Extracted records
- - - -
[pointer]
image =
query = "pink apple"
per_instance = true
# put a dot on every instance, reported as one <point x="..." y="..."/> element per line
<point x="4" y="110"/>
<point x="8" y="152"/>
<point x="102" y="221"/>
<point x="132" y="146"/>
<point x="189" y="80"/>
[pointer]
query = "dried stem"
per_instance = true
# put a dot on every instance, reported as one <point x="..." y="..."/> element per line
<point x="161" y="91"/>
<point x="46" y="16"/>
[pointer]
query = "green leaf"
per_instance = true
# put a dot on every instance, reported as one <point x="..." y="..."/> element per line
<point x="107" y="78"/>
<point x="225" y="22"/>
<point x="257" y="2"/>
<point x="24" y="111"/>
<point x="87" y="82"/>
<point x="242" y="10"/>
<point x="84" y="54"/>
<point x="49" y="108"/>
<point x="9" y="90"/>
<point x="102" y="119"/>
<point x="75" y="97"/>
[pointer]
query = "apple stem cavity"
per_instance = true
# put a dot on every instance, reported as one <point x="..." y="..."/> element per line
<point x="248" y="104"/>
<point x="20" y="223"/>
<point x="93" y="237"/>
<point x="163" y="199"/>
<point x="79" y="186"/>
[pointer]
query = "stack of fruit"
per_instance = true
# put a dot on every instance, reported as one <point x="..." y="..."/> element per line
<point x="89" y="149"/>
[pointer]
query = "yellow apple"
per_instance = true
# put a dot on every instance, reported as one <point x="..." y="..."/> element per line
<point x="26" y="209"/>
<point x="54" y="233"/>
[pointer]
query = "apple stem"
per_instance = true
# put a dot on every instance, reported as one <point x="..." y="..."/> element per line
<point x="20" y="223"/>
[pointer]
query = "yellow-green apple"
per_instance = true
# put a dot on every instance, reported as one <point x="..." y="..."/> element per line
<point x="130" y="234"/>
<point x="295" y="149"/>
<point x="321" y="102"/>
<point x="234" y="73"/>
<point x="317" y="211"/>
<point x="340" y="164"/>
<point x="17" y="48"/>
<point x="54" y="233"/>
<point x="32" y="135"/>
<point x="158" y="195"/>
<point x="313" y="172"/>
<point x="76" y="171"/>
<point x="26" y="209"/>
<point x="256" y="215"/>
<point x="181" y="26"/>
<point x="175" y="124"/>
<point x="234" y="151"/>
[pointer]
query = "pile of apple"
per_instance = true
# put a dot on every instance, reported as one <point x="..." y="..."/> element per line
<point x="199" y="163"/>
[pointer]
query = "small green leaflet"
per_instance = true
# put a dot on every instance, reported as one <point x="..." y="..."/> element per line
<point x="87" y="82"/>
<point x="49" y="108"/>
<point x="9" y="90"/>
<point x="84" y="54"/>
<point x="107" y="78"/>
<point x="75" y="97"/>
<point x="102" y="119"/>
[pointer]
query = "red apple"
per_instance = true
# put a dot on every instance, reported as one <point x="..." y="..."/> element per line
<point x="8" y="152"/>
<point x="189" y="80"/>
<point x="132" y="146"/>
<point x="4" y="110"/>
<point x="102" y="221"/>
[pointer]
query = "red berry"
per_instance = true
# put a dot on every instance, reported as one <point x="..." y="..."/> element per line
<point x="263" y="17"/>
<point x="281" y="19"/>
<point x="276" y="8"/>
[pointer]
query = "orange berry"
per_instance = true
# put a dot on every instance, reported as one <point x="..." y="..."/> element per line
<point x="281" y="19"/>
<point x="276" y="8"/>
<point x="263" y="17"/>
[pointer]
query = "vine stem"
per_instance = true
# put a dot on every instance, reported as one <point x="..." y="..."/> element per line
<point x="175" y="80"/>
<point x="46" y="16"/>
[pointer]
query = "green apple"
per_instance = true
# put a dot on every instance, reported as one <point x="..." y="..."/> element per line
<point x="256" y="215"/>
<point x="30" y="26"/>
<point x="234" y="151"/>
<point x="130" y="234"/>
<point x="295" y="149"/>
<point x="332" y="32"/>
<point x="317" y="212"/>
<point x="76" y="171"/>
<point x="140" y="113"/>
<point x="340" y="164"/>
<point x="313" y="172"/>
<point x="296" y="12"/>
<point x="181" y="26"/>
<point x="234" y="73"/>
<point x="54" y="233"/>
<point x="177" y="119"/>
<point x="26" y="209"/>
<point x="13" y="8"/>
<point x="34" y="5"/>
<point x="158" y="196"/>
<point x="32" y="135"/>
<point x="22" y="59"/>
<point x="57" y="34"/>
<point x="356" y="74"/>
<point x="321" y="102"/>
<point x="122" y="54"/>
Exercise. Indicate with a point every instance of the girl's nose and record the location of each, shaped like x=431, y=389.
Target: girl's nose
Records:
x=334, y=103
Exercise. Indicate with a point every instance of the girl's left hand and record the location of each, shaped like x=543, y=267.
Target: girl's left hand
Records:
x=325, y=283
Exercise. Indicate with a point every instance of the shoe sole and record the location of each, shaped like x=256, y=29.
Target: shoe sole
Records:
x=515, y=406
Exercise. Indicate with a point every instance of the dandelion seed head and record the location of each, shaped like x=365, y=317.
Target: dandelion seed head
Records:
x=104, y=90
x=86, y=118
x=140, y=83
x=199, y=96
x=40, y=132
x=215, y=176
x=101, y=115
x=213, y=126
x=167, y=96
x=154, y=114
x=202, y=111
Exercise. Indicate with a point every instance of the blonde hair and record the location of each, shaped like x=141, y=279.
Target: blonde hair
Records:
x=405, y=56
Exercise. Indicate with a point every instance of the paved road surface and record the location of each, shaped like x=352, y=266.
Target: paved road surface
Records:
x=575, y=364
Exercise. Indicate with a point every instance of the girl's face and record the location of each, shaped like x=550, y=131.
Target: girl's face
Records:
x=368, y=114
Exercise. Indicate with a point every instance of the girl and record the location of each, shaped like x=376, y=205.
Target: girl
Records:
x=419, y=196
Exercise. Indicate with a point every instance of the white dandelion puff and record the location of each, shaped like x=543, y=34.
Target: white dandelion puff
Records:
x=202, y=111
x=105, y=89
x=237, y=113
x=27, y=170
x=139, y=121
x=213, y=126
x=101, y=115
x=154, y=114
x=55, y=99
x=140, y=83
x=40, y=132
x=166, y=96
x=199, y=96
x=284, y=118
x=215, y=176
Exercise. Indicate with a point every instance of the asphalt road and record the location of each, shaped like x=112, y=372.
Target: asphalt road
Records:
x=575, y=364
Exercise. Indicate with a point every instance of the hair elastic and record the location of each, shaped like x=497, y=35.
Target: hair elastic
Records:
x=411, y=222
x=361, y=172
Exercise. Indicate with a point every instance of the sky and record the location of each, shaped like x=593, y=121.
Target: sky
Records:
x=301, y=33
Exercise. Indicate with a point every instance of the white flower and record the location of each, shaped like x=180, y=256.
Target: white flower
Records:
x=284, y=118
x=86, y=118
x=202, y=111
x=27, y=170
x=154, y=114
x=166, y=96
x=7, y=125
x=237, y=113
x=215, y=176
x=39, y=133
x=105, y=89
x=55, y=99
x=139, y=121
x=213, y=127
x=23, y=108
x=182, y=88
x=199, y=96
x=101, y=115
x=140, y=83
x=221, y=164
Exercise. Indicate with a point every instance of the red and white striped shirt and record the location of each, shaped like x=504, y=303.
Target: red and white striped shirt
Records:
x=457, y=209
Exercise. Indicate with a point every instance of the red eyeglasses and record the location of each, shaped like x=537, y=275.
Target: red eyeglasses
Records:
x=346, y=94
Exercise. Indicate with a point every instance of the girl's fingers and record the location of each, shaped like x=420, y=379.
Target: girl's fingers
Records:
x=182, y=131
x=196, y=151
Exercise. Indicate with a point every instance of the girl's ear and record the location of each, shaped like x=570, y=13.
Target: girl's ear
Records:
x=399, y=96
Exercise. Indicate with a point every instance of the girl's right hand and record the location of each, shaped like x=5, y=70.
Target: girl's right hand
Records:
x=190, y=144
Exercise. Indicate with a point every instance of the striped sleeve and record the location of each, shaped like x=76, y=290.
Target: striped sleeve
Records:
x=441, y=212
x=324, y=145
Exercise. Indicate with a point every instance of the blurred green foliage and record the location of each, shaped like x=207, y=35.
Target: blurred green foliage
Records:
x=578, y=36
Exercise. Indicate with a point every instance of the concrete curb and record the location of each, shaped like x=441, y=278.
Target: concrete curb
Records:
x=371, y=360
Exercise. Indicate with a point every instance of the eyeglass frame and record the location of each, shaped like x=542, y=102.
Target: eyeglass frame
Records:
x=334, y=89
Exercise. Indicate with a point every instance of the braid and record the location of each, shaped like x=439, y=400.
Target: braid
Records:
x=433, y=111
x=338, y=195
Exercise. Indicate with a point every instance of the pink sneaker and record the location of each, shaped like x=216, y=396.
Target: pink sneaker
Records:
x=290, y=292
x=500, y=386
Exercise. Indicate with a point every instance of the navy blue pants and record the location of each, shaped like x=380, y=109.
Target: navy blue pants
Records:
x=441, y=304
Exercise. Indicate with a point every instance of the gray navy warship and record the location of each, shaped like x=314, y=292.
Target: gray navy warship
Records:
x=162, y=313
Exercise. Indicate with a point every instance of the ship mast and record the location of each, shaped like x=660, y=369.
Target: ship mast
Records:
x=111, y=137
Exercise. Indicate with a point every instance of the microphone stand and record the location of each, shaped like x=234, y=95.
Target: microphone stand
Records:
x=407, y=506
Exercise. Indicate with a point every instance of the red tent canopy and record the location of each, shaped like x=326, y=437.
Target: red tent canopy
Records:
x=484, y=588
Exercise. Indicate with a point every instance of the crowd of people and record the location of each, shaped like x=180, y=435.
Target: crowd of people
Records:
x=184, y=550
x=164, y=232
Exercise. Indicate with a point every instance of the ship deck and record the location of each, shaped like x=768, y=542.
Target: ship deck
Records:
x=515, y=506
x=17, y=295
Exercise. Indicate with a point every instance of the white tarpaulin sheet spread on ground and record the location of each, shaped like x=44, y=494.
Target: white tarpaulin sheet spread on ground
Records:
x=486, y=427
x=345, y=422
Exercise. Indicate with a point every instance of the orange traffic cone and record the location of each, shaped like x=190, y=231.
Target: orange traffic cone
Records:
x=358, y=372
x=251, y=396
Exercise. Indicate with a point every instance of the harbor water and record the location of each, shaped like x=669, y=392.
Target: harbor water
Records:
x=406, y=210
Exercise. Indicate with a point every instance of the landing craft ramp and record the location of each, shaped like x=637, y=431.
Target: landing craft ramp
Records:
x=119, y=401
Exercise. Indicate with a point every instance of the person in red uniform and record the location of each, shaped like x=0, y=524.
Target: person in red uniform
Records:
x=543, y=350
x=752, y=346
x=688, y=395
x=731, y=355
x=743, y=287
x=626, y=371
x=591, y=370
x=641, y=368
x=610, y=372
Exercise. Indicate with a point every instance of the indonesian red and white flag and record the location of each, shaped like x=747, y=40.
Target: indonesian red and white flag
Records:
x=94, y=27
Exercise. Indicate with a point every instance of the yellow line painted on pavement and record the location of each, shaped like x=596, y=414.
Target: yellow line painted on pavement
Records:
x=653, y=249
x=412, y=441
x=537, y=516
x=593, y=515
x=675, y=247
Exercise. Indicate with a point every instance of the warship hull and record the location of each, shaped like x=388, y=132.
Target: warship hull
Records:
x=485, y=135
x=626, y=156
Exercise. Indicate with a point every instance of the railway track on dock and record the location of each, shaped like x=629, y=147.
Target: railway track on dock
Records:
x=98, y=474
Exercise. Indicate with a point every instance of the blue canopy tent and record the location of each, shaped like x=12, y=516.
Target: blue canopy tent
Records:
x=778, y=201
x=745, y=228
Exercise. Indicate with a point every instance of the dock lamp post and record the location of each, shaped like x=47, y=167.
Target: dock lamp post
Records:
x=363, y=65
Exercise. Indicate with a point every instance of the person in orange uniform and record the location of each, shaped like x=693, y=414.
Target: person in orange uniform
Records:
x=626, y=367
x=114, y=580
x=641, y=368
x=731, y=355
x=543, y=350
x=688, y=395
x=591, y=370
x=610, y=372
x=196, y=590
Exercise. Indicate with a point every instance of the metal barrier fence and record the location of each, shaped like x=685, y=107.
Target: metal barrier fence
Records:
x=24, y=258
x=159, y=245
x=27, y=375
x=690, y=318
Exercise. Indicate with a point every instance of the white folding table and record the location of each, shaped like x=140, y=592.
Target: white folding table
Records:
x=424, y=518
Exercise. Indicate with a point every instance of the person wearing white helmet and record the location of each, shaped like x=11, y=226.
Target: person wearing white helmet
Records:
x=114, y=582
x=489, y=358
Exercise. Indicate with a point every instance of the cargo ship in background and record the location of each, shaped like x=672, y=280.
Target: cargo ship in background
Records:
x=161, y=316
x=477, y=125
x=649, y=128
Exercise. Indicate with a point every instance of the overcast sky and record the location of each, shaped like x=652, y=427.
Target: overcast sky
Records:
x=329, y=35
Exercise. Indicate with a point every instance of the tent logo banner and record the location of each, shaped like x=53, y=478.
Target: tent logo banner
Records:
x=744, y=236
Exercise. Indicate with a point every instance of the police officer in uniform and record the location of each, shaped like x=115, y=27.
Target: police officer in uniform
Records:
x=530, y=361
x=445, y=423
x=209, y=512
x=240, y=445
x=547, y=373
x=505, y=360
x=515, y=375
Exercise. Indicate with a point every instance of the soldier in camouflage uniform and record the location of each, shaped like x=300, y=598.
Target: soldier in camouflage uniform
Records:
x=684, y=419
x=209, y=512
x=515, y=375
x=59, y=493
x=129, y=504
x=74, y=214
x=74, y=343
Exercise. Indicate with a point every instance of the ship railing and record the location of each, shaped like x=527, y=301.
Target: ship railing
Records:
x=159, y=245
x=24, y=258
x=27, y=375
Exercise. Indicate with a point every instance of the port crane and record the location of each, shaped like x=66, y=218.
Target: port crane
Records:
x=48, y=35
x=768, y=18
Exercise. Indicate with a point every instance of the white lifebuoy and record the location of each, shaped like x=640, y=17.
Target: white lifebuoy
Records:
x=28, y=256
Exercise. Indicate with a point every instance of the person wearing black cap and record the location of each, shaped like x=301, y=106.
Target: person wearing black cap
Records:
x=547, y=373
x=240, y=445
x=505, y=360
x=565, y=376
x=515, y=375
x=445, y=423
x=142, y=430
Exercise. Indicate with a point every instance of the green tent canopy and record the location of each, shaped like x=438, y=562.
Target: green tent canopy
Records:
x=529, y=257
- - - -
▸ **Your objective**
All lines with the word "helmet" must be located in the data and copied.

▸ **Output for this exercise**
Exercise. Indicate with a point every instance of the person wearing white helmet and record the location of each, shaped like x=11, y=226.
Target: person wearing white helmet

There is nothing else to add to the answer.